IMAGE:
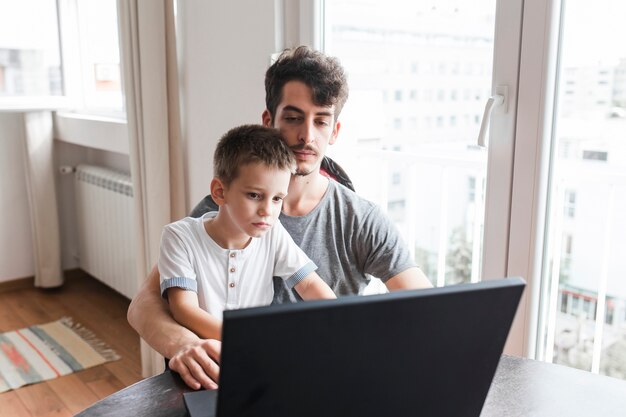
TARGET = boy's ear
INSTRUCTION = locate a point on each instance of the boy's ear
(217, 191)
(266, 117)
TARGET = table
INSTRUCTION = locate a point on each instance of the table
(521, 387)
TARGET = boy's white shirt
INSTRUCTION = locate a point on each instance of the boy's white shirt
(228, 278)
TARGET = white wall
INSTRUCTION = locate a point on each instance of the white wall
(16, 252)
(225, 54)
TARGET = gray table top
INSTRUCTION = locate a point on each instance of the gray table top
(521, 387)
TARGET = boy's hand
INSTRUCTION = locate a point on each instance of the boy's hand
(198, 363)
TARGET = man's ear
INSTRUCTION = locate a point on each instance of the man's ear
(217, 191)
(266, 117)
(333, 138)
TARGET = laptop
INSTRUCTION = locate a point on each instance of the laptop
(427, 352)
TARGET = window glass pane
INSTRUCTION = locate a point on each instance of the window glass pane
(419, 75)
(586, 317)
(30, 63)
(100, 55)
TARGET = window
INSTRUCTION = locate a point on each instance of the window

### Aim of the exercise
Present every line of the material above as a numbered list, omitting blank lines and leaving the picture out.

### Response
1. IMAGE:
2. TARGET = boy's ear
3. INSTRUCTION = locate a point on each instance of the boy's ear
4. (217, 191)
5. (266, 117)
6. TARGET = table
7. INSTRUCTION = locate a point on each instance of the table
8. (521, 387)
9. TARGET = boy's white shirt
10. INSTRUCTION = locate a point on each instance of the boy's white shirt
11. (228, 278)
12. TARGET = white wall
13. INSTRUCTION = locate a point on each instance of the white wall
14. (16, 252)
15. (225, 54)
16. TARGET = gray table top
17. INSTRUCTION = locate a point on each instance of the gray table top
18. (521, 387)
19. TARGET = boy's hand
20. INSTRUCTION = locate a point on each instance of the boy's hand
21. (198, 363)
22. TARGET = man's ear
23. INSTRUCTION = locate a point on each instance of the man's ear
24. (217, 191)
25. (266, 117)
26. (333, 138)
27. TARGET = laptop
28. INSTRUCTION = locate a point on each instance of the laptop
29. (427, 352)
30. TARGET = window glass pane
31. INSTRUCTION = locate a point on each instance of the window glass pane
32. (419, 75)
33. (586, 317)
34. (30, 63)
35. (100, 55)
36. TARGET = window
37. INSTRUCTION = locate a point on each instance of the window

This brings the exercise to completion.